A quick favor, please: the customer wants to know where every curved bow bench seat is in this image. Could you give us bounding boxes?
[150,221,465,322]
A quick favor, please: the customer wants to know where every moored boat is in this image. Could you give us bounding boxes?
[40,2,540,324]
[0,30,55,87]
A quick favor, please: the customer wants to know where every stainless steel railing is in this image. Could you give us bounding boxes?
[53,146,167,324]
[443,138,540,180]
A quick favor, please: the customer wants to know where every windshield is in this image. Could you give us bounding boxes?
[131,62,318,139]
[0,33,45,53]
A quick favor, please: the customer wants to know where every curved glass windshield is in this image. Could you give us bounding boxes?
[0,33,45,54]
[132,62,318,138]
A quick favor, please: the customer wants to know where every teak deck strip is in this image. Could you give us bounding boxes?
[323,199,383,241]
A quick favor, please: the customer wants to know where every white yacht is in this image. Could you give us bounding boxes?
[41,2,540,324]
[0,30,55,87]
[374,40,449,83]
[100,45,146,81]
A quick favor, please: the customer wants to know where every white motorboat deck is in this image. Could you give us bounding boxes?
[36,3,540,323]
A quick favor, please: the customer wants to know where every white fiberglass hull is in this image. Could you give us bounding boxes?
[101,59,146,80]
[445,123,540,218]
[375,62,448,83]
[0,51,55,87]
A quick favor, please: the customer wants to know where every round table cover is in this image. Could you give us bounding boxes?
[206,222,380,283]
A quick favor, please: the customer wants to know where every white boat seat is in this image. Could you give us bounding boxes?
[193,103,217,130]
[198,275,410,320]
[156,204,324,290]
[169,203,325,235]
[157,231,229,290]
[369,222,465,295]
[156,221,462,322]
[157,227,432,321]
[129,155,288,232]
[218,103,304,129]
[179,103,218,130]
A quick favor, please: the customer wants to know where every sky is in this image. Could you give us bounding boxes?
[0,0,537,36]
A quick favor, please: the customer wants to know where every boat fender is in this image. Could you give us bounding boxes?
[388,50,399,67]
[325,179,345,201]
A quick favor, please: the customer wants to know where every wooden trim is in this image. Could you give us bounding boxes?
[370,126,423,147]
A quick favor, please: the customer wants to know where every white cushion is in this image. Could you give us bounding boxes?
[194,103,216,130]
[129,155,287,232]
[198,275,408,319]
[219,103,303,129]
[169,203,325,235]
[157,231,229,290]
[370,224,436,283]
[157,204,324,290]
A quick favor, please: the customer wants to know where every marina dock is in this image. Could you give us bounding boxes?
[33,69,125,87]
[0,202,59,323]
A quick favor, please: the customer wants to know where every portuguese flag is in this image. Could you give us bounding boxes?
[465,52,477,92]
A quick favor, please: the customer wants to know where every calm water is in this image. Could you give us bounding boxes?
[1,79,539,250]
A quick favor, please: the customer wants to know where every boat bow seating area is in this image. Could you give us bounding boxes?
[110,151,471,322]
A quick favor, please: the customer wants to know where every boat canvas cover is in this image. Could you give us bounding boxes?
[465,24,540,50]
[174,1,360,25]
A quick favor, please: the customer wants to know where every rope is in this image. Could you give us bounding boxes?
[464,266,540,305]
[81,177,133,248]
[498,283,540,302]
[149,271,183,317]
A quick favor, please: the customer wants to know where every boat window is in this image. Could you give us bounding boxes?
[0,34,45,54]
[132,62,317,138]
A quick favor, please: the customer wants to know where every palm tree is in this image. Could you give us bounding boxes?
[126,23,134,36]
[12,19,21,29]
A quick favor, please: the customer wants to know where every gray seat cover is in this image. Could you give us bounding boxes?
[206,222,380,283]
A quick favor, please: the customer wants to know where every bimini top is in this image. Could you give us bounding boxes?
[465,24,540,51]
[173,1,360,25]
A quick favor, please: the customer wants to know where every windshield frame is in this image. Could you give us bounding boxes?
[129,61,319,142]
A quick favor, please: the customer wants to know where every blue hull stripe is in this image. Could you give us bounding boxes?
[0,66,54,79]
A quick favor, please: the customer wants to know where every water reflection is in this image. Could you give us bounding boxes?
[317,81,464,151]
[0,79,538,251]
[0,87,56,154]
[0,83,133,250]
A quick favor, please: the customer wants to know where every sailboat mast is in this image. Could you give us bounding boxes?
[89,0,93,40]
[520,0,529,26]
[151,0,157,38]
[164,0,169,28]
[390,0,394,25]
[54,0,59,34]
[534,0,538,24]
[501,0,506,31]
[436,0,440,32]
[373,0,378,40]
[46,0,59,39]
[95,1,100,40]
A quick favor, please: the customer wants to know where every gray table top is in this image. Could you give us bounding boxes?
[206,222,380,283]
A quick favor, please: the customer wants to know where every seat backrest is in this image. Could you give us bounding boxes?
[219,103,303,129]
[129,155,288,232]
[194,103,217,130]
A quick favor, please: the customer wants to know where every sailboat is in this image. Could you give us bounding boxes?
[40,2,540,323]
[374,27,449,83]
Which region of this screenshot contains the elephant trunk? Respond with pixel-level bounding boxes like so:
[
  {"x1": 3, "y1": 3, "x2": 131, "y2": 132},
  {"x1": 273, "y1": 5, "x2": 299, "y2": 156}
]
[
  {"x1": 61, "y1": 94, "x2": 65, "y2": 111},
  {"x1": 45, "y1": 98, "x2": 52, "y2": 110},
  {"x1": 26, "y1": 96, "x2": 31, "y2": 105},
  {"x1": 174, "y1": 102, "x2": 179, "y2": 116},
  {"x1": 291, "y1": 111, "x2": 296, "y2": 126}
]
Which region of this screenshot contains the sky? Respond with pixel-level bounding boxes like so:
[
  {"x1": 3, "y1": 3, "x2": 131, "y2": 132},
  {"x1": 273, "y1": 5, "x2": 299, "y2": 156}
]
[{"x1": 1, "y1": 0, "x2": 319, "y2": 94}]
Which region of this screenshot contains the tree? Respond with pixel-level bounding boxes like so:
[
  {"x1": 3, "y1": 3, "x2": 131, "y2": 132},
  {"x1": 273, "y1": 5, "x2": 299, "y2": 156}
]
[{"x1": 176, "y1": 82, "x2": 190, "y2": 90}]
######
#### PROBLEM TO WORK ON
Could I ask you to return the records exactly and in full?

#### SOLUTION TO THIS PROBLEM
A quick favor, please: the customer wants to know where every curved bow bench seat is in this image. Could you give us bounding boxes?
[150,221,465,322]
A quick favor, please: the customer wants to know where every moored boat is in this image. Could you give us bounding boxes?
[40,2,540,324]
[0,30,55,87]
A quick favor, please: the customer wants to know where every stainless steel railing is in this image. Could you give us bounding boxes?
[53,146,167,324]
[443,138,540,180]
A quick favor, please: the customer wants to know where every windshield is in this image. Could you give us bounding boxes?
[131,62,318,139]
[0,33,45,53]
A quick favor, please: the customer wants to know where every curved glass windshield is in this image. Could you give us bounding boxes?
[0,33,45,54]
[132,62,318,138]
A quick favor, please: the customer wants to know where every teak deck strip is in this image. Could you give us bounding boxes?
[323,199,383,241]
A quick favor, please: the customer wants to know where every white yacht is in this image. Could you give us bounding boxes?
[41,2,540,324]
[0,30,55,87]
[374,40,449,83]
[100,45,146,81]
A quick favor, please: the customer wants to know where every white motorboat deck is in this image. Could you give us bounding boxes?
[36,3,540,323]
A quick favor, please: the customer wants to know where every white fiberglass hull is in this image. Could you give us bounding boxes?
[101,59,146,80]
[445,123,540,218]
[375,62,448,83]
[0,51,55,87]
A quick favor, please: the customer wants to know where every round table cover is in this image. Could you give us bounding boxes?
[206,222,380,283]
A quick favor, please: the customer wants to know where every white boat seat is in this image. Could you give us bounding boxes?
[193,103,217,130]
[198,275,410,320]
[156,204,324,290]
[169,203,325,235]
[157,231,229,290]
[369,222,465,295]
[156,221,462,322]
[157,227,432,321]
[129,155,288,232]
[218,103,304,129]
[179,103,218,130]
A quick favor, please: the customer wants to know where every sky is in this image. Could you give us bounding boxes?
[0,0,537,36]
A quick favor, please: the customer wants to know where every boat fender is in this image. Could you give us bounding boxes?
[388,50,399,67]
[325,179,345,201]
A quick favor, please: the customer wants to know where every wooden trim is in this image. Could you give us bounding boxes?
[370,126,423,147]
A quick favor, please: the customer wants to know where every white cushion is in this image. Could you give us bounding boxes?
[194,103,216,130]
[129,155,287,232]
[198,275,408,319]
[219,103,303,129]
[169,203,325,235]
[157,231,229,290]
[370,224,436,283]
[157,204,324,290]
A quick favor, please: the customer wants to know where every marina dock is in this image. Could you give us bounding boxes?
[33,69,125,87]
[0,202,59,323]
A quick favor, please: the customer wants to know where every portuguese flag is in this image. Could you give us bounding boxes?
[465,52,477,92]
A quick favor, please: the customer wants to know where every calm water is in this image. Could you give us bounding boxes?
[1,79,539,250]
A quick favor, please: the customer wants to know where every boat bow seating area is in this image. Could you give us bounding boxes?
[110,151,471,322]
A quick favor, please: the customer wants to know where every boat canvas cover is in this image. Could you give us bounding boxes?
[465,24,540,50]
[174,1,360,25]
A quick favor, please: the customer wants to know where every rope is in this image. Could you give us bounding boxes?
[464,266,540,305]
[81,177,133,248]
[498,283,540,302]
[149,271,183,317]
A quick favor, please: the customer wants to know where every boat window is in this image. Could you give us bounding boxes?
[0,34,45,54]
[132,62,317,138]
A quick favor, please: the customer wants to know where every palm tree is in this image. Could you give us bounding boxes?
[126,23,134,36]
[12,19,21,29]
A quick favor, please: the customer wants to know where every gray seat cover is in this image. Could you give us bounding boxes?
[206,222,380,283]
A quick favor, please: the customer wants to know where every bimini top is in this image. Could you give us bounding boxes?
[465,24,540,51]
[173,1,360,25]
A quick favor, please: the customer wants to know where every windshield frame is in this image. Could you give us bounding boxes?
[129,61,319,142]
A quick favor, please: the customer wants to know where every blue hull stripe is in this image. Could you give us bounding boxes?
[0,66,54,79]
A quick favor, please: the customer wants to know where every water reflection is in this image. Could you give us bounding boxes?
[317,81,464,151]
[0,79,538,251]
[0,87,56,154]
[0,83,133,250]
A quick favor, please: the customer wants to know where every sailboat mast is in this image. Could you give us bounding boxes?
[89,0,93,40]
[520,0,529,26]
[151,0,157,38]
[164,0,169,28]
[390,0,394,25]
[54,0,59,34]
[534,0,538,24]
[501,0,506,31]
[436,0,440,32]
[373,0,378,40]
[46,0,59,39]
[95,1,100,40]
A quick favor, please: the customer wants to know where every gray table top is in this image. Could you give us bounding boxes?
[206,222,380,283]
A quick favor, please: the customer wants to know where every seat backrest is in this image. Could you give us bounding boxes?
[219,103,303,129]
[129,155,288,232]
[194,103,217,130]
A quick favor, please: the customer wants to know where every sailboat is in this image. Could you give us bounding boxes?
[40,2,540,323]
[374,27,449,83]
Which region of this screenshot contains the elephant trunk? Respond with pixel-level bounding boxes like so:
[
  {"x1": 3, "y1": 3, "x2": 131, "y2": 132},
  {"x1": 273, "y1": 5, "x2": 299, "y2": 156}
]
[
  {"x1": 61, "y1": 94, "x2": 65, "y2": 111},
  {"x1": 45, "y1": 98, "x2": 52, "y2": 110},
  {"x1": 26, "y1": 96, "x2": 31, "y2": 105},
  {"x1": 174, "y1": 102, "x2": 179, "y2": 116},
  {"x1": 291, "y1": 111, "x2": 296, "y2": 126}
]
Which region of this screenshot contains the sky? Respond with pixel-level bounding boxes like so:
[
  {"x1": 3, "y1": 3, "x2": 131, "y2": 132},
  {"x1": 273, "y1": 5, "x2": 299, "y2": 156}
]
[{"x1": 1, "y1": 0, "x2": 319, "y2": 94}]
Which region of this screenshot contains the tree? Respond with pixel-level bounding boxes like so:
[
  {"x1": 3, "y1": 3, "x2": 131, "y2": 132},
  {"x1": 273, "y1": 5, "x2": 299, "y2": 156}
]
[{"x1": 176, "y1": 82, "x2": 190, "y2": 90}]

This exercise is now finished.